YOUR ASSIGNMENT –
Every line containing the string "instance" is to be copied from the records.

SUPPLIED INFORMATION –
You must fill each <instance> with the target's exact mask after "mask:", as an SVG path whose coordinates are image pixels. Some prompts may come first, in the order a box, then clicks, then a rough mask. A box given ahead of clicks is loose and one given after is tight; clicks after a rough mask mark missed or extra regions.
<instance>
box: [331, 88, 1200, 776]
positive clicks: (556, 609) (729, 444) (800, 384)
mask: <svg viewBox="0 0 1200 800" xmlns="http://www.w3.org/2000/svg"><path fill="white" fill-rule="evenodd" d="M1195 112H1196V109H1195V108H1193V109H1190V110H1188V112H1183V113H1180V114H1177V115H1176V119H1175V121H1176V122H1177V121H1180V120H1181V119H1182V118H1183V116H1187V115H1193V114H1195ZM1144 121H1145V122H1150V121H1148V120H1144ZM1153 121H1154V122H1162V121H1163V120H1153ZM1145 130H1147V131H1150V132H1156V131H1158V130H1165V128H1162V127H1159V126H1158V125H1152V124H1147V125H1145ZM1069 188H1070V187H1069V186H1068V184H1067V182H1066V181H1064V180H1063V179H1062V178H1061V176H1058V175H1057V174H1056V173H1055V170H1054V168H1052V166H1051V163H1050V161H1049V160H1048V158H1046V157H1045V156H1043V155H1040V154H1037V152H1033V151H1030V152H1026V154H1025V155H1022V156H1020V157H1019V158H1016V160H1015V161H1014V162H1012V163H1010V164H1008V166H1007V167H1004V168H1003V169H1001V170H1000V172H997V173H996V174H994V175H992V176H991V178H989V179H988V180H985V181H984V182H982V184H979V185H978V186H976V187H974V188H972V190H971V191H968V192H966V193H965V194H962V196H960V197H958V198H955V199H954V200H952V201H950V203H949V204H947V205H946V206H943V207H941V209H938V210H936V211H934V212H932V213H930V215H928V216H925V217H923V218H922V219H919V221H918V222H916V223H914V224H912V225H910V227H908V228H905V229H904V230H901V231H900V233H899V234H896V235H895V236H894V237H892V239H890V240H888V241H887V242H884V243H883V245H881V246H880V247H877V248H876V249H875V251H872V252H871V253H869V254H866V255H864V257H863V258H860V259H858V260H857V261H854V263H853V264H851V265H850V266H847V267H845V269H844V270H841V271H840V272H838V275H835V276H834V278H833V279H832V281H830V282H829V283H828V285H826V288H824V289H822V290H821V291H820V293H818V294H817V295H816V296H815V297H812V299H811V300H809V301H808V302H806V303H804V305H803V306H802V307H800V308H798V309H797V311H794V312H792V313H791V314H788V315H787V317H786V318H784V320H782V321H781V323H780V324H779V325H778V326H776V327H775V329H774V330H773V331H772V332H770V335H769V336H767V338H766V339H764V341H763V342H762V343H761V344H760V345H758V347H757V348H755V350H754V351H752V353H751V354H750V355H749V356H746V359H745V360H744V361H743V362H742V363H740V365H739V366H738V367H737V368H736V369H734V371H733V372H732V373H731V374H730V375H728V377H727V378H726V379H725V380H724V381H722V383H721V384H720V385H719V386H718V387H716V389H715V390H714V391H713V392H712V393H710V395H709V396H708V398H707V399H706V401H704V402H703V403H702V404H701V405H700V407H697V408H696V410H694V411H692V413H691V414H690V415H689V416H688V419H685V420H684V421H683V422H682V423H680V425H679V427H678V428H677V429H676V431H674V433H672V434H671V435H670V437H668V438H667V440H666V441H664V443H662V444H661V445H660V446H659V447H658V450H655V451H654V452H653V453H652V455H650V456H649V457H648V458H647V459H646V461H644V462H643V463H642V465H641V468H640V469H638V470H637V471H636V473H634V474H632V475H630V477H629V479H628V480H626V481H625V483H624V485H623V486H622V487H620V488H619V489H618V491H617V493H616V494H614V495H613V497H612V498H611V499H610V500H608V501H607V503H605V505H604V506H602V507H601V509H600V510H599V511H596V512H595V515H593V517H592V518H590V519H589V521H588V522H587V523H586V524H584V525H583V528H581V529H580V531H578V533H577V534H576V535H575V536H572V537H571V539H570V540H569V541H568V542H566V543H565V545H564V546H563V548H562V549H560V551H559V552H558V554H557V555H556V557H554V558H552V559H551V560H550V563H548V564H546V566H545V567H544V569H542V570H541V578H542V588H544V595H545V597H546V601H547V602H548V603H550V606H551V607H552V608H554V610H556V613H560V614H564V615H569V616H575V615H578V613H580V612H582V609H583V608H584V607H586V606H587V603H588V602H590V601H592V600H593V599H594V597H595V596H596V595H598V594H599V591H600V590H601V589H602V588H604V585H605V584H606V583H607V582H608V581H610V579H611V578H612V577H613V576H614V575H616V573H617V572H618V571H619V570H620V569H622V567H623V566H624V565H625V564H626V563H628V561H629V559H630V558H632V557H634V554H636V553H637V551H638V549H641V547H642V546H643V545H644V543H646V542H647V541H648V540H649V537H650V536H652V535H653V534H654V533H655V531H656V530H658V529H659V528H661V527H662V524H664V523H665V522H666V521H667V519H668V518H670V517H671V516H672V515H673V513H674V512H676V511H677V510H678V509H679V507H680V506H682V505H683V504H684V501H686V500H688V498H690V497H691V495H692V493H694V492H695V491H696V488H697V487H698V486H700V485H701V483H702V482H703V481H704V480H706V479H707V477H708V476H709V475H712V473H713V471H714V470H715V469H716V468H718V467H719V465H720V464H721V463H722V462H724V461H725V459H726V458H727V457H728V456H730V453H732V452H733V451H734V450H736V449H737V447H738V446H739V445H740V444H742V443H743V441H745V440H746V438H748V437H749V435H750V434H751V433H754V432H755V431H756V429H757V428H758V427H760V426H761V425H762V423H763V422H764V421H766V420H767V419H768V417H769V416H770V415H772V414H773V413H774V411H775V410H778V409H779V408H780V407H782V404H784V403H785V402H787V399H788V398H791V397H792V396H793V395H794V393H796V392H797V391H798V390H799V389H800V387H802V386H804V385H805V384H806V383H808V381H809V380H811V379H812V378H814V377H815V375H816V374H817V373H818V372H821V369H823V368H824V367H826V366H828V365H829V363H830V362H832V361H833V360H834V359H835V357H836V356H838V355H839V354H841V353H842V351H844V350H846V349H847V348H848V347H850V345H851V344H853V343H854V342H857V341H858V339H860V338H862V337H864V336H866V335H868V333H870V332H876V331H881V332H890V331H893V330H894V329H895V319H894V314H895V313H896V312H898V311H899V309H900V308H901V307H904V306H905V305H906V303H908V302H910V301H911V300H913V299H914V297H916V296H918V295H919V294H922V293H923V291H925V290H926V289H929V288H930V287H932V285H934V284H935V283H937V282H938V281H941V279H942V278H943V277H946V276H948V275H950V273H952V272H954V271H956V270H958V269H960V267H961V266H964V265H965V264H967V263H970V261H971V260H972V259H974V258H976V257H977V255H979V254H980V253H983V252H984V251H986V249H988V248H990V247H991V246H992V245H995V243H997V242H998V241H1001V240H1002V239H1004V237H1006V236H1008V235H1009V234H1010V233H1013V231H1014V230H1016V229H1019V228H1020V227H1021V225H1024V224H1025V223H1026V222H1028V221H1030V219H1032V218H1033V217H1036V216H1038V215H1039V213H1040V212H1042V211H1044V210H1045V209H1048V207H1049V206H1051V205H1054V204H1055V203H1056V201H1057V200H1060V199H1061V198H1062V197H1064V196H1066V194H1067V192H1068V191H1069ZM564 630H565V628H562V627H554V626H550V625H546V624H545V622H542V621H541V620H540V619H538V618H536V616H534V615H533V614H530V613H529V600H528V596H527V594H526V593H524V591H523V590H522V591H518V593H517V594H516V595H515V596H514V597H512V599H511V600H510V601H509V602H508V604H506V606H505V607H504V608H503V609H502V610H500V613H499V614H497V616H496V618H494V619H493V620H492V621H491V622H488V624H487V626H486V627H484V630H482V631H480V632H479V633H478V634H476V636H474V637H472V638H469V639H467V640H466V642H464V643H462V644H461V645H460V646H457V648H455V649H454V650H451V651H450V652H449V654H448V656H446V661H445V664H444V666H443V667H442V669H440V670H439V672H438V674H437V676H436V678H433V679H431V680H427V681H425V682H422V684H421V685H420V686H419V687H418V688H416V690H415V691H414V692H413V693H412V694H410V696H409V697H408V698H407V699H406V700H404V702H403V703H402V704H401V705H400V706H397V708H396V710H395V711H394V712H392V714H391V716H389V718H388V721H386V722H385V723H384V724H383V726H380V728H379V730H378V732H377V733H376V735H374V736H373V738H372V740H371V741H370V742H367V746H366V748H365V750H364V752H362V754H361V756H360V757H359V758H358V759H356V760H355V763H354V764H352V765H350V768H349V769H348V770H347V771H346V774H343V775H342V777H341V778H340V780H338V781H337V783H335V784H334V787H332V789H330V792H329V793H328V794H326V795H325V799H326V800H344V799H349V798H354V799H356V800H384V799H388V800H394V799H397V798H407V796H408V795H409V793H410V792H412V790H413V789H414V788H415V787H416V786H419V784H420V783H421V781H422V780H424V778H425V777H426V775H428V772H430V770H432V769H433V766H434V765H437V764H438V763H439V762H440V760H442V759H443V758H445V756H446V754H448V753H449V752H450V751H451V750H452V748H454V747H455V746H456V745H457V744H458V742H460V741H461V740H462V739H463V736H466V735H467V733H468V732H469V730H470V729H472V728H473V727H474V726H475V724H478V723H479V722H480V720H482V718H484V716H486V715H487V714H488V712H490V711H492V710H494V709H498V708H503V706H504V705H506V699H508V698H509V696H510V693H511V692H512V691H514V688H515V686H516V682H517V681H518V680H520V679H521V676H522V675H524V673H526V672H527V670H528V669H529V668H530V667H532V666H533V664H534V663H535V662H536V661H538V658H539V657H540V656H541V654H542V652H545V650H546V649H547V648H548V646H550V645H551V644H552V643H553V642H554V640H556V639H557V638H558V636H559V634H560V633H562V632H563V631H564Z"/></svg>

SOLUTION TO THE PROBLEM –
You must fill each <instance> with the target's exact mask after "mask:", as an SVG path whose coordinates are image pixels. Some prompts may come first, in the order a box, then clicks, then a rough mask. A box given ahead of clicks is loose and one given after is tight; clicks after a rough mask mark missed or extra regions.
<instance>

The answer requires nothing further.